Material supplied
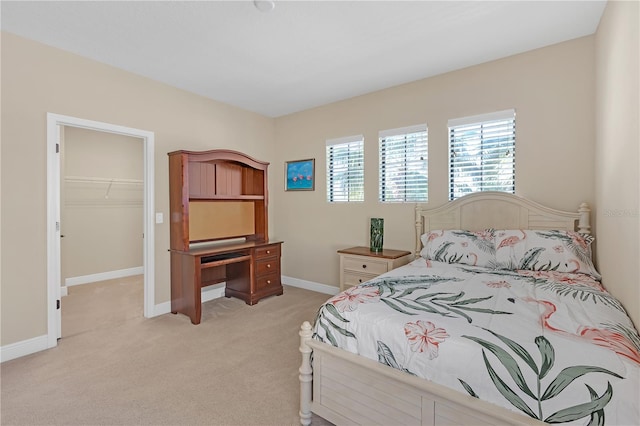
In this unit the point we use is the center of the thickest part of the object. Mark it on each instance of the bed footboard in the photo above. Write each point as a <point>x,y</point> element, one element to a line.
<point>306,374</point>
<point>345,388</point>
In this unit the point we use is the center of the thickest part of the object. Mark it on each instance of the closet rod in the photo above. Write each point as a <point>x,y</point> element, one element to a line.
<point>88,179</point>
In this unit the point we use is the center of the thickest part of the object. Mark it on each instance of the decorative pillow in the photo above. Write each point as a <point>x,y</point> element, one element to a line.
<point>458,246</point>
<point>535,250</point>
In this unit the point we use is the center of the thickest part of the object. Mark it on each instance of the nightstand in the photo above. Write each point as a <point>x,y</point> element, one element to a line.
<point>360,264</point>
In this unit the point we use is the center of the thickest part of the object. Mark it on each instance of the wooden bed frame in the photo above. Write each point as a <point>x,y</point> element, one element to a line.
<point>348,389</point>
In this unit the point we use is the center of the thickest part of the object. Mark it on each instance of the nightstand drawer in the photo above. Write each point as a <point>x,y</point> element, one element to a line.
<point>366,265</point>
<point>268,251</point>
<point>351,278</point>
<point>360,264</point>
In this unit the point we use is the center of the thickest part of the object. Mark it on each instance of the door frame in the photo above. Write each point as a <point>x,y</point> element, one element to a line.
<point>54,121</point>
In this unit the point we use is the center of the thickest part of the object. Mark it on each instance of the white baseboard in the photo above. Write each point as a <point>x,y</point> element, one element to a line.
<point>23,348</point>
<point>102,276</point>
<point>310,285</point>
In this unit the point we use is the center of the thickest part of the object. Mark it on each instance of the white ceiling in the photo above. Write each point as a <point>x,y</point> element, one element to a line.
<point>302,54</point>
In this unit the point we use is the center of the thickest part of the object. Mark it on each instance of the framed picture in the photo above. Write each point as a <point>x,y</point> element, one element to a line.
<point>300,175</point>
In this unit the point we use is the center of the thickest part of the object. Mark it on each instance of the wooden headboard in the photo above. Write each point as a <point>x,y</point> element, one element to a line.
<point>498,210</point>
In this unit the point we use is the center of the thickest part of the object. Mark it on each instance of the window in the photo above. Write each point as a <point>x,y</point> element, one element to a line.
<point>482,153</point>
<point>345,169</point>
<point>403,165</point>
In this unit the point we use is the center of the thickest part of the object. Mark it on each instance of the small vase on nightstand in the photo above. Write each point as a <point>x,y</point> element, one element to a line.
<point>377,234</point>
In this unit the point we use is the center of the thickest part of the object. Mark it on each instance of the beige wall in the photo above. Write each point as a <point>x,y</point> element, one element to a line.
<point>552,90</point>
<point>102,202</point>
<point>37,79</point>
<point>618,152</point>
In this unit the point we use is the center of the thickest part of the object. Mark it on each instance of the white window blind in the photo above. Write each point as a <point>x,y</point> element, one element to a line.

==

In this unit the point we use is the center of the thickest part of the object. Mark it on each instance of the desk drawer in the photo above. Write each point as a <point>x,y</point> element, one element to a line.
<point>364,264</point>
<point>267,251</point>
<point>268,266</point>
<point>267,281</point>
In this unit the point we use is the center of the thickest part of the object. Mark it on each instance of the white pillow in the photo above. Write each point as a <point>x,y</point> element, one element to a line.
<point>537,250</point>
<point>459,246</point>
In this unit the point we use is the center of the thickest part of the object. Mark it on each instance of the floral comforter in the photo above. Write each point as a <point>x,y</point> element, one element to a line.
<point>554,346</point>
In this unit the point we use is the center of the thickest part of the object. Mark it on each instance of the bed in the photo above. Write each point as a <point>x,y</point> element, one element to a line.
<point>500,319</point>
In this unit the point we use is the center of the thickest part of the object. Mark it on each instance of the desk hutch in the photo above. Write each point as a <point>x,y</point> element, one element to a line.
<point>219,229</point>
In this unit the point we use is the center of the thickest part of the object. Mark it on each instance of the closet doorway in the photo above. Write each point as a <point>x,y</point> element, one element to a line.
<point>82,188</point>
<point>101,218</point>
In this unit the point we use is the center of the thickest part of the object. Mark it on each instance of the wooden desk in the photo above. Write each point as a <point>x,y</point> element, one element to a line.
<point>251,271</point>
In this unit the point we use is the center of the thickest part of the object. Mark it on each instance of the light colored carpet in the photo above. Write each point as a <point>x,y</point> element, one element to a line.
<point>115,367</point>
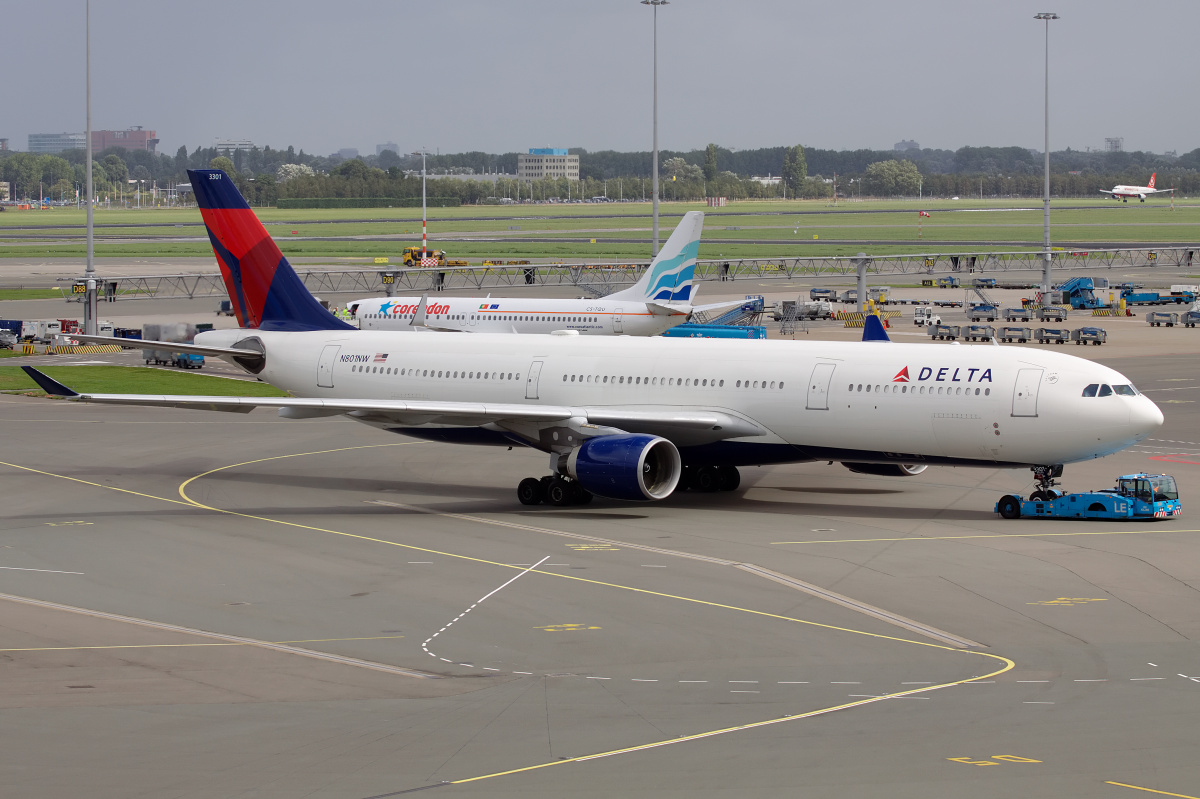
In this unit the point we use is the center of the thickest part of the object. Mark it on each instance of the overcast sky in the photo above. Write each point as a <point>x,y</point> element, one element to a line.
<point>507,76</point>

...

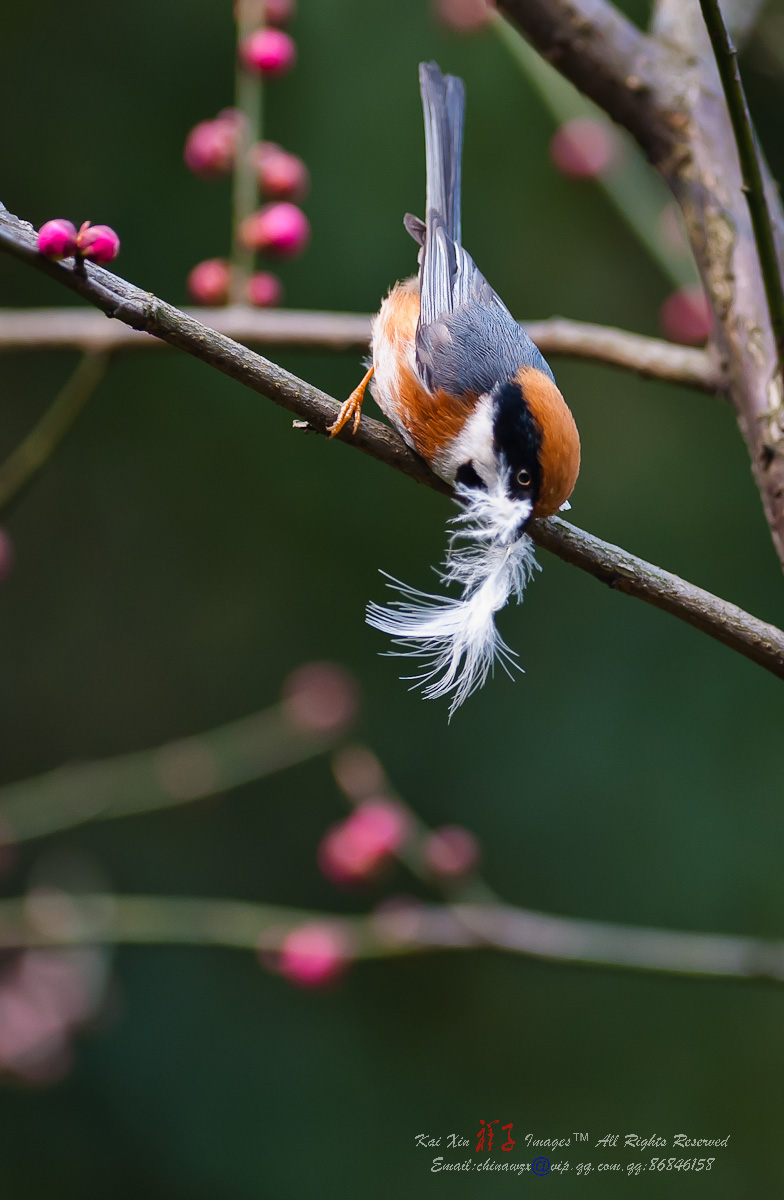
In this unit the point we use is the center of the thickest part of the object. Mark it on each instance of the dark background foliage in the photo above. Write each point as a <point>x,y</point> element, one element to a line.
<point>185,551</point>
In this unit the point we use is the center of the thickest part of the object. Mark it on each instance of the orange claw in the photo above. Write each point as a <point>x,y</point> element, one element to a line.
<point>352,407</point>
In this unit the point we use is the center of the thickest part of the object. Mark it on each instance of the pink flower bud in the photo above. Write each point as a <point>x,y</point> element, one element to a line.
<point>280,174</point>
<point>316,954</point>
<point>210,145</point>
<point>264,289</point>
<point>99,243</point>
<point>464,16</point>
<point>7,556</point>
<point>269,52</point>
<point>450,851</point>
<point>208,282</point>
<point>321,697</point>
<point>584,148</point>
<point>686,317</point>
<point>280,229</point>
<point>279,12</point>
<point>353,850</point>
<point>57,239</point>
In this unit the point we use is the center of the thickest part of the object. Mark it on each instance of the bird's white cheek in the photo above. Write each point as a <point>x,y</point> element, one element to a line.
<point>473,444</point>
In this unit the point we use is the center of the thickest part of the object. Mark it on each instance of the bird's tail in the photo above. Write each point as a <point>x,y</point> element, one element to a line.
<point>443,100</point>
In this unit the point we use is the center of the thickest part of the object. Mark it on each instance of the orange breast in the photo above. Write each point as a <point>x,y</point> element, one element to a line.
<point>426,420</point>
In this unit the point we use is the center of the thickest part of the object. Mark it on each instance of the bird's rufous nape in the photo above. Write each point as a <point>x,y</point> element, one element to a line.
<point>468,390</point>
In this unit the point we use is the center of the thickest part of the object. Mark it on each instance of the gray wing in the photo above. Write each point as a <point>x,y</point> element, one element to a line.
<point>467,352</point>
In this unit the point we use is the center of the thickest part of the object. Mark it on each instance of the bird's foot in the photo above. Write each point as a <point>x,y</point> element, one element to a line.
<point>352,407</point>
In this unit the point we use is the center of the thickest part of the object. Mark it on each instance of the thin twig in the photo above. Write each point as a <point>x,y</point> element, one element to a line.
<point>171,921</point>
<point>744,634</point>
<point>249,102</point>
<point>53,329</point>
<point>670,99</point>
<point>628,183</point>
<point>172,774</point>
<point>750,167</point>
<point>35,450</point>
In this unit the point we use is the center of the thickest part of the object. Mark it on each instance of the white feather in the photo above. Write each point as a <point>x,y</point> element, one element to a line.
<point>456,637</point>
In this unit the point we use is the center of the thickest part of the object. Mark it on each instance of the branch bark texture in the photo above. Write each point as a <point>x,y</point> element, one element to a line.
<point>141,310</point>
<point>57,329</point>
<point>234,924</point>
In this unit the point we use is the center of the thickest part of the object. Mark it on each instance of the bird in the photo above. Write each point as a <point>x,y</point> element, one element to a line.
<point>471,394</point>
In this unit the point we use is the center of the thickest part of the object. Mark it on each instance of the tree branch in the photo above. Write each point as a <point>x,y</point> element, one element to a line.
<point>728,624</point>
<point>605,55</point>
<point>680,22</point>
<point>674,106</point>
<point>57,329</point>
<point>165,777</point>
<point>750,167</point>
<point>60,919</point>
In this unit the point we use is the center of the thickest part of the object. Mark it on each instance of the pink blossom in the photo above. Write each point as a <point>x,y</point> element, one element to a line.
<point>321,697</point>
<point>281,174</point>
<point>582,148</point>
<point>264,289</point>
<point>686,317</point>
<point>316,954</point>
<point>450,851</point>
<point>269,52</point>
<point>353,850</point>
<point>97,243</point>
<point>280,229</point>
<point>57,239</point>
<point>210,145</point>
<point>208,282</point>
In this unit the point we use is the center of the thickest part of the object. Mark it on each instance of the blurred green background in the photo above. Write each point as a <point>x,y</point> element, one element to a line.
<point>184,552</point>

Exercise aim
Copy out precisely the lines from the line with "of the small" to the line with "the white window" in the material above, including those two lines and omitting all the rest.

Result
In this unit the point we use is the center of the thickest part of the object. Mark it on each instance of the small vase on nightstand in the photo above. Write each point as a <point>x,y</point> element, one element to a line.
<point>377,234</point>
In this unit the point we use is the center of the thickest part of the object. Mark it on each instance of the beige wall in the photo above. Write each point as a <point>x,y</point> element, one element to a line.
<point>552,90</point>
<point>102,202</point>
<point>37,79</point>
<point>618,152</point>
In this unit the point we use is the center of the thickest part of the object. Mark it on each instance of the white window blind in the photo above. Write each point as a <point>x,y</point> element, one element to a line.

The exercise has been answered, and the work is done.